• **Work to be completed**: Retype each line of the material exactly, please, skipping any picture in it.

^^^^^^^^^^^^^^^^

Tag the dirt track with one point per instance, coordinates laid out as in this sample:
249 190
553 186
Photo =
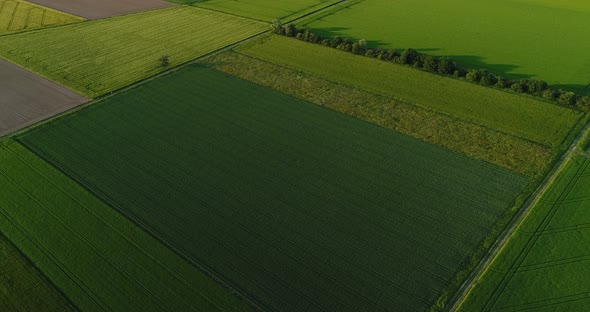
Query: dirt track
96 9
26 98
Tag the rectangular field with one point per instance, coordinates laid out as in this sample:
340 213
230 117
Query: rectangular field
546 264
483 143
99 259
296 206
521 116
26 98
23 287
264 10
94 58
543 39
16 15
92 9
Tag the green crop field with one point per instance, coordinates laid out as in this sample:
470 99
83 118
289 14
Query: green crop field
22 287
16 15
510 152
546 265
94 58
265 10
99 259
517 38
296 206
521 116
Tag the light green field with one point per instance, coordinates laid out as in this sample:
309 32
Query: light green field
507 151
264 10
546 264
299 207
100 56
16 15
517 115
99 259
23 287
544 39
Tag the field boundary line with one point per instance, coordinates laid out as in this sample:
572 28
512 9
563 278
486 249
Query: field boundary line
484 264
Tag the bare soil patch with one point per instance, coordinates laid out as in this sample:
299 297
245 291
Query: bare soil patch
26 98
92 9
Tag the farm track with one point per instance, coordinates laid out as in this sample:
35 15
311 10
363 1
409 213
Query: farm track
176 68
485 263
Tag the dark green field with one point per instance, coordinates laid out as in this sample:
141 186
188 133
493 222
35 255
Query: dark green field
546 264
296 206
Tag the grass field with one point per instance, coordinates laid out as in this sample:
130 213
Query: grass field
22 287
297 206
507 151
16 15
546 264
518 38
520 116
100 56
264 10
99 259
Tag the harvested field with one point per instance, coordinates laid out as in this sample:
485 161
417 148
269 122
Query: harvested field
16 15
96 57
93 9
26 98
298 207
99 259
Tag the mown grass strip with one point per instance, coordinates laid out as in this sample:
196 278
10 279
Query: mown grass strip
23 287
297 206
544 266
520 116
522 156
99 259
96 57
263 10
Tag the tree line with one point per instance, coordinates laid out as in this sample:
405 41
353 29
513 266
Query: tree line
439 65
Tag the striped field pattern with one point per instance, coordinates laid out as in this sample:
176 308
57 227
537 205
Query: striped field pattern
17 15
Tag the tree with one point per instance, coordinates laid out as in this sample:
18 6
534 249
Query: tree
409 56
290 30
517 87
584 103
277 26
430 64
550 94
446 66
567 99
488 79
363 43
502 83
473 75
165 61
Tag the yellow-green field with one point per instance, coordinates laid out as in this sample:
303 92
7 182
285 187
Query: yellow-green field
94 58
16 15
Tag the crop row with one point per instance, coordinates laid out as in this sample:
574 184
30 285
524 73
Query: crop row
296 206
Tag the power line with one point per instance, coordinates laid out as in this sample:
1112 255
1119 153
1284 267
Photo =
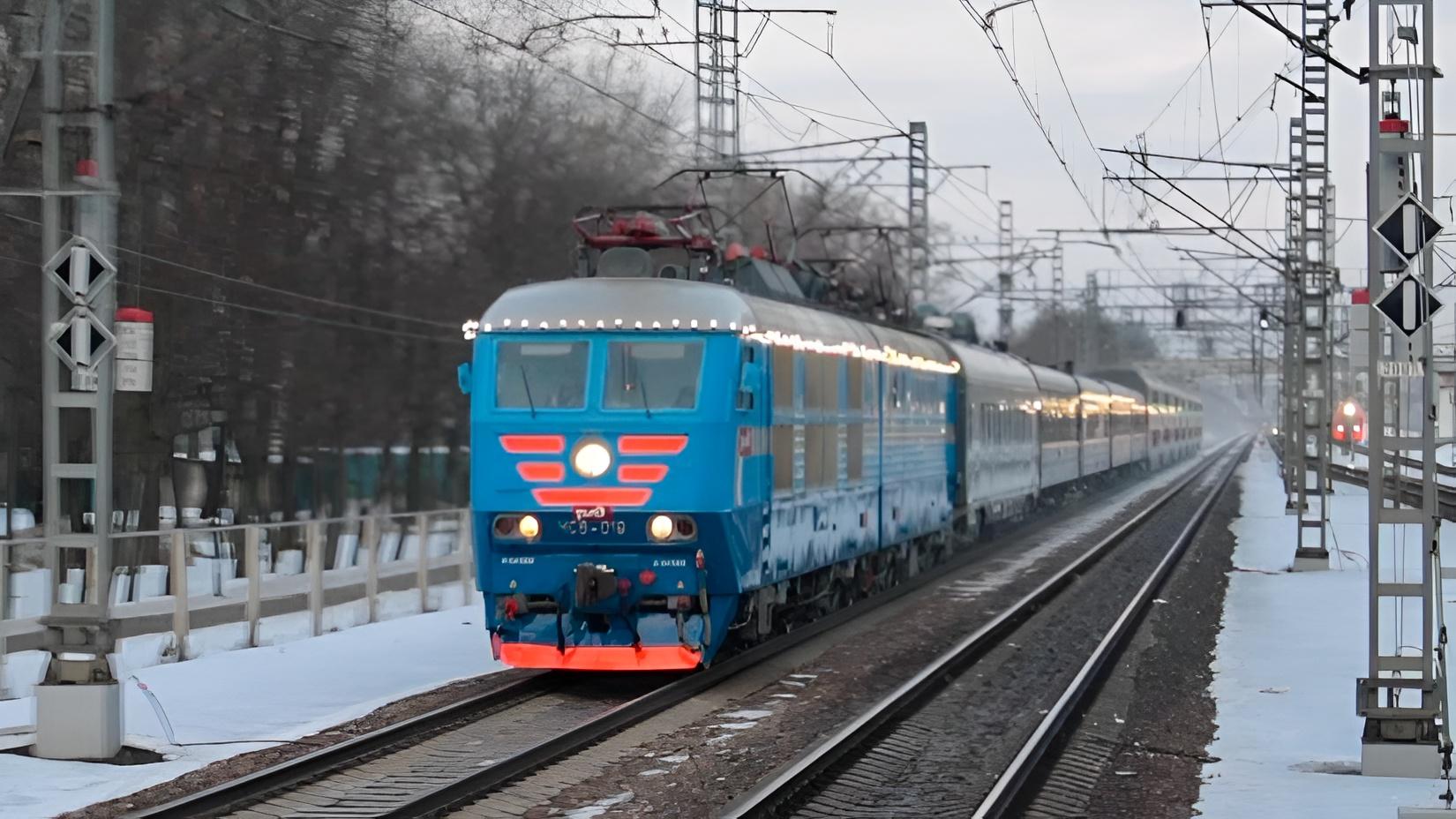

^^^^^^^^^^^^^^^^

• **Answer box**:
Tag the dirt track with one point per instance, coordinates laid out as in this sample:
249 190
553 186
Photo =
Query: dirt track
96 9
26 98
Tag the rectangular field with one point per instance, coordinates laid out as in this sample:
340 213
230 117
Query: rectangular field
546 264
483 143
99 259
296 206
521 116
26 98
23 287
264 10
94 58
543 39
16 15
92 9
Tag the green crop field with one point per instance, coordinates laid out as in this sample:
470 99
83 118
289 14
Query: green crop field
22 287
16 15
510 152
546 265
94 58
265 10
99 259
517 38
296 206
521 116
Tag the light green field with one point per instance, coordinates laid out as in this sample:
309 32
Query: light green field
507 151
264 10
546 264
299 207
100 56
16 15
517 115
99 259
23 287
544 39
Tag the field boundary line with one point per instance, coordinates laid out as in this sample:
572 28
512 9
563 278
486 249
Query: field boundary line
484 264
Tag the bare soil patch with one point per instance, coordinates laid out as in this sample:
299 297
245 291
Query: bare soil patch
26 98
92 9
Tag the farm track with one point per instance, coordinates laid out as in this sample:
35 15
311 10
363 1
409 213
Query: farm track
176 68
485 263
Tag the dark green field with one point per instance, coordinates laid out as in this sample:
141 186
188 133
493 222
35 255
Query: dark green field
546 264
296 206
Tag the grass field with one point per instance, coordinates laid out as in this sample:
130 213
Query: grass field
22 287
297 206
507 151
16 15
546 264
518 38
520 116
100 56
264 10
99 259
Tag the harvested field with one point per instance, coordinates laid out as in this sample:
485 161
417 148
269 122
Query: harvested field
16 15
96 57
93 9
26 98
298 207
99 259
Tag the mown grass strip with one point per instance, coordinates laid out as in this sample:
196 278
10 279
Query: mown grass strip
23 287
297 206
544 266
520 116
522 156
99 259
96 57
263 10
Tag the tree line with one point per instance, coordinates laid out as in this sample:
405 41
353 29
513 266
Query: tree line
439 65
Tag the striped field pattern with one point per instance, coordinates laid out as in this sample:
176 308
57 227
537 205
Query: striped field pattern
17 15
Tag the tree with one point per instance, coordinates laid out as in this sample:
18 6
534 249
Query: tree
409 56
290 30
517 87
584 103
277 26
430 64
550 94
446 66
567 99
488 79
363 43
502 83
473 75
165 61
Tag the yellow-green field with one point per instance, coordinates laid out as in this sample:
303 92
7 182
285 187
Query: yellow-green field
94 58
16 15
Tag the crop row with one point per instance, coordinates laid out as in this sample:
574 184
30 285
524 73
Query: crop row
296 206
Tag the power line with one point per instance, coordinates laid out as in this sample:
1112 255
1119 153
1284 267
Photo =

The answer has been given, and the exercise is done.